• [Set exercise] Quote every one of the rows below word for word, leaving out the pictures.

• [Data entries]
— Begin —
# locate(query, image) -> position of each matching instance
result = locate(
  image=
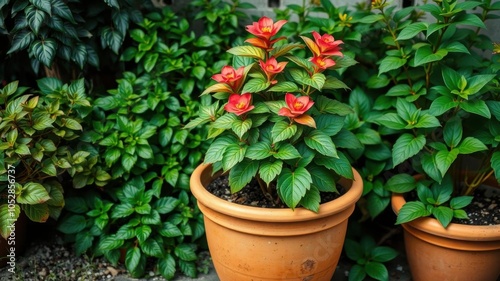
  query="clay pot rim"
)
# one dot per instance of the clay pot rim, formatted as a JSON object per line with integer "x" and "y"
{"x": 454, "y": 230}
{"x": 202, "y": 175}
— End —
• [Reply to the task]
# locate(query, image) -> position of each matching instance
result = locate(
  image=
  query="clay pot rim"
)
# one dot per instance of the clay pot rim, formatted as a JSON object per line with integer "x" and "y"
{"x": 454, "y": 230}
{"x": 202, "y": 175}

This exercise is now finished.